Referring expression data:
Start of Block

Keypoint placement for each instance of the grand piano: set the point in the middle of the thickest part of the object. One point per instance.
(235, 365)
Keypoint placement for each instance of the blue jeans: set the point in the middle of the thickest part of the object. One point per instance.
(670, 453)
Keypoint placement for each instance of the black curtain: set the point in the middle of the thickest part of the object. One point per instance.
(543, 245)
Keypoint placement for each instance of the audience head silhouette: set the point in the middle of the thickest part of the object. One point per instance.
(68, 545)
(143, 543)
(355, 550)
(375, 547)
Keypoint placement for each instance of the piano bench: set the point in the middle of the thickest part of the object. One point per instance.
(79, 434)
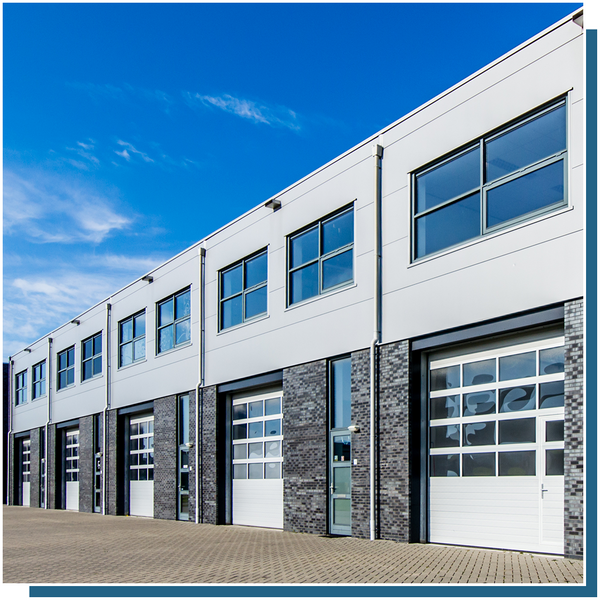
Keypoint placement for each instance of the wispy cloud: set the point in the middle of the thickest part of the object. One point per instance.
(275, 116)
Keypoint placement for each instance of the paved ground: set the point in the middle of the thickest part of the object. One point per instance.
(65, 547)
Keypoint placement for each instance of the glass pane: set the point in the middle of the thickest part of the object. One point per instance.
(517, 366)
(182, 305)
(272, 471)
(452, 179)
(340, 391)
(516, 464)
(255, 471)
(445, 465)
(517, 431)
(338, 232)
(273, 427)
(341, 511)
(239, 411)
(526, 144)
(479, 434)
(304, 283)
(442, 379)
(272, 449)
(447, 436)
(518, 398)
(255, 450)
(304, 247)
(477, 373)
(239, 451)
(555, 431)
(231, 312)
(480, 403)
(526, 194)
(127, 331)
(239, 432)
(447, 407)
(337, 270)
(479, 465)
(272, 406)
(552, 361)
(256, 270)
(165, 312)
(341, 480)
(450, 225)
(255, 409)
(255, 429)
(555, 462)
(231, 282)
(552, 394)
(256, 302)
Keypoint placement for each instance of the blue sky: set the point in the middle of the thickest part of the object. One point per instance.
(133, 130)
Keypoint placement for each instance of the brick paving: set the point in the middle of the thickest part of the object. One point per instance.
(66, 547)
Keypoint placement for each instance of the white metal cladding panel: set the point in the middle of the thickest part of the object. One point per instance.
(258, 502)
(72, 493)
(141, 498)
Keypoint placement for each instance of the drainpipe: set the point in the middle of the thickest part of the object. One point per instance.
(377, 155)
(200, 490)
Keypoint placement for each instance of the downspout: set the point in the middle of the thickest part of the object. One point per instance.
(106, 406)
(377, 155)
(199, 481)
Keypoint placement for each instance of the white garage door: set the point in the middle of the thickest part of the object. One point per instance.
(257, 460)
(141, 466)
(496, 445)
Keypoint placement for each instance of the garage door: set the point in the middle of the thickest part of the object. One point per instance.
(496, 445)
(257, 439)
(141, 466)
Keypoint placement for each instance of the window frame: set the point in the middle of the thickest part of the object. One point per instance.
(321, 257)
(134, 338)
(174, 322)
(91, 359)
(244, 291)
(41, 382)
(485, 187)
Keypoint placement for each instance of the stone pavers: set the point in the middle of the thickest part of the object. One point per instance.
(56, 546)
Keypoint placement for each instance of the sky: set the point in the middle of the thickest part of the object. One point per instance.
(131, 131)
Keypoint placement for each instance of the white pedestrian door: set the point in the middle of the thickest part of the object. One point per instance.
(25, 471)
(141, 466)
(496, 446)
(72, 470)
(257, 440)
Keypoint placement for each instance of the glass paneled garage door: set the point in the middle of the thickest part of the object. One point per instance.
(496, 446)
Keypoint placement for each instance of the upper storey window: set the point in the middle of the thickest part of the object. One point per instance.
(511, 175)
(243, 290)
(320, 257)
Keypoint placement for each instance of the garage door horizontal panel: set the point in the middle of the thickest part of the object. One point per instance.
(258, 503)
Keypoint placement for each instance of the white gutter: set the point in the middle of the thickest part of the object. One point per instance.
(377, 155)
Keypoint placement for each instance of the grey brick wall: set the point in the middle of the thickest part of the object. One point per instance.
(165, 458)
(86, 463)
(393, 443)
(360, 415)
(208, 463)
(305, 448)
(574, 362)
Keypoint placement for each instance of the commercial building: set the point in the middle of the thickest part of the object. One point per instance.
(392, 347)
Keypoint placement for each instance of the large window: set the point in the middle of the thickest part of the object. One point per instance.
(243, 291)
(21, 388)
(132, 339)
(173, 321)
(66, 368)
(510, 175)
(320, 257)
(91, 357)
(39, 380)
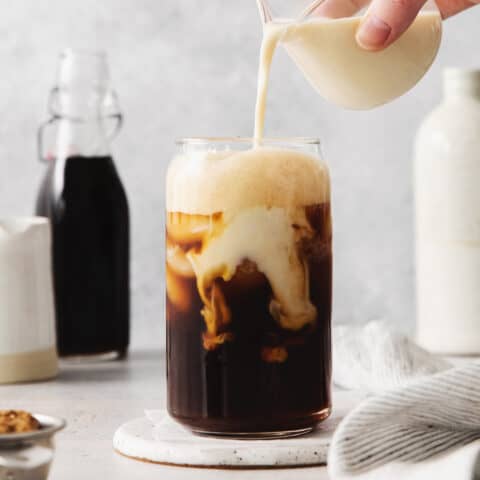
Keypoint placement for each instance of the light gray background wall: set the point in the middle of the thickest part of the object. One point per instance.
(184, 67)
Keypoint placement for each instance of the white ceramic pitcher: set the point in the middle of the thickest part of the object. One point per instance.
(320, 39)
(27, 321)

End of Block

• **Directions for this task**
Print all the records exactly, minus any images.

• **Finished exercise**
Keypoint placement for each instance of the grand piano: set the point in the middle of the thickest part of the object. One point per instance.
(235, 365)
Keypoint placement for each instance of the blue jeans: set the point in the middle of the thickest part of the object. One point per instance.
(670, 453)
Keypoint placement for each instance of the black curtain: set the point in the middle of the thickest part of the object. One point per instance.
(543, 245)
Keypoint placement for each instance of the audience head silhouette: set the point in the middle of the thickest part of the object. One point per instance.
(68, 545)
(143, 543)
(355, 550)
(375, 547)
Keypoint placement for each instance of the piano bench: set the point in the middle of the thickest part of the object. One point per instance.
(79, 434)
Keypoint placement for each instance of the wispy cloud: set the point in the middle of the thickest part of the object. One point per instance.
(275, 116)
Keypoint placement for each instance of the paved ground: set the point in the middle of the thickest part of the object. One point per instance.
(65, 547)
Keypoint placement for each instance of the glass pane: set the point in the middle of the thickest part of the object. One point per instance.
(517, 366)
(182, 305)
(272, 471)
(452, 179)
(340, 391)
(516, 464)
(255, 471)
(445, 465)
(517, 431)
(338, 232)
(273, 427)
(341, 511)
(239, 411)
(526, 144)
(479, 434)
(304, 283)
(442, 379)
(272, 449)
(447, 436)
(518, 398)
(255, 450)
(304, 247)
(477, 373)
(239, 451)
(555, 431)
(231, 312)
(480, 403)
(526, 194)
(127, 331)
(239, 432)
(447, 407)
(337, 270)
(479, 465)
(272, 406)
(552, 361)
(256, 270)
(165, 312)
(341, 480)
(450, 225)
(255, 409)
(255, 429)
(555, 462)
(231, 282)
(552, 394)
(256, 302)
Keypoint placement for each instance of the blue sky: set the point in the middle of the thickest part of the object. One point per instance.
(133, 130)
Keypoint placement for each instance of the brick paving: set the point in the middle of the thickest part of the object. One point per instance.
(66, 547)
Keypoint placement for each instance of the white metal cladding panel: set the point in the middle of the thickest part of the object. One point per instance.
(258, 502)
(72, 493)
(141, 498)
Keypoint placement for each instance of the drainpipe: set the point in the middle of the thickest part of the object. One point per instance.
(377, 155)
(200, 490)
Keypoint placement for each instance of the downspout: set the point in the middle of the thickest part of the object. One point per instance.
(106, 406)
(377, 155)
(199, 481)
Keypoint placement for each instance of the white garage door: set the point in the middle of the thickest part of the object. One point per instance.
(257, 460)
(141, 466)
(496, 445)
Keypoint placement for each instance of the garage door: set the point in the middle of the thickest part of the object. One point per instance.
(496, 445)
(257, 439)
(141, 466)
Keypoint placement for each instance of the window frame: set the point in the middle of the thickest part of the object. One point per instance.
(321, 257)
(134, 338)
(174, 322)
(91, 359)
(244, 291)
(41, 382)
(485, 187)
Keypoint placement for each instance of the stone pavers: set the point in the middle of the thickest part of the object. One point per instance.
(56, 546)
Keypoint placement for each instance of the sky: set the point in the middle of the thickest part of the object. One point per instance.
(131, 131)
Keypoint placement for each instance of the white pedestrian door: set the point in the middle of the thickest part of the object. One point per instance.
(25, 471)
(141, 466)
(496, 446)
(72, 470)
(257, 440)
Keypoint placement for each instance of the glass paneled garage door: set the point in the middle of the thickest part of the object. One point per instance.
(496, 446)
Keypoint placement for each instance of the upper storey window: set the point in the middle of the thickest part of the object. One point per instance.
(511, 175)
(243, 290)
(320, 257)
Keypoint placement for each instance of the garage door horizontal panel: set the point in the middle of the thickest part of the object. One point per instance.
(258, 503)
Keypoint placement for each instance of the white gutter: set the point in the middle of the thickest part of the object. One point per instance.
(377, 155)
Keypoint placement for each instance of the grey brick wall: set the point in the middle of the thickest part of the object. One point per instance.
(165, 458)
(86, 463)
(393, 443)
(360, 415)
(208, 463)
(305, 448)
(574, 362)
Keypoint placement for each instance of the commercial building: set the point in the middle of the thickest part of the object. One point per instance.
(392, 347)
Keypoint placement for each instance of the large window: set the point in the middle of the thickest part of the object. One point per instance.
(243, 291)
(21, 388)
(132, 339)
(173, 321)
(66, 368)
(510, 175)
(320, 257)
(91, 357)
(39, 380)
Keypoint placement for each instance of the light gray background wall: set the point in the middle of the thickest part of the object. One point per instance.
(184, 67)
Keypoint placement for each instance of the white ceramic pitcher: set the point in the middle of the thickest part of the object. One point per instance.
(320, 39)
(27, 321)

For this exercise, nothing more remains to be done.